START
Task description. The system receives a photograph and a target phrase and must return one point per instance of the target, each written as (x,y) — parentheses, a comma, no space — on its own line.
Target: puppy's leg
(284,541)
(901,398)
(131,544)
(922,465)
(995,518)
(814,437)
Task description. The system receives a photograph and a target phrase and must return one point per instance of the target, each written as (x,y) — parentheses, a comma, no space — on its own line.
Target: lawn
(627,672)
END
→ EXERCISE TASK:
Shift every answer point in the listing above by adding 121 to both its x and y coordinates. Then write out the entire listing again, including the request lines.

→ RESULT FOR THIS EXERCISE:
Task description. The system receives a photograph and a target phrase and must return one point per instance of the target, each written as (x,y) — parentheses, a comma, no space — on its own line.
Target: puppy's leg
(405,662)
(1022,519)
(252,665)
(1043,586)
(1116,639)
(935,558)
Task description. The system receives a photograph and a target phrase and must return one point per instance of the target, each written as (x,y) — parentheses, a comma, no space — on its own line.
Target: lawn
(748,793)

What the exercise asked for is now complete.